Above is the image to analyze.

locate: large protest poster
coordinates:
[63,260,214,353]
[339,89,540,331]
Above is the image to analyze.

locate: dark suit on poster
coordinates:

__________

## Task
Render every one of the lines above as a JSON array of strings, one string per line, and leave out any blank lines.

## Worked answer
[
  "Above is the image to analyze.",
  "locate: large protest poster",
  "coordinates:",
  "[63,260,214,353]",
  "[339,89,540,331]",
  "Above is the image to analyze.",
  "locate: dark suit on poster",
  "coordinates:"
]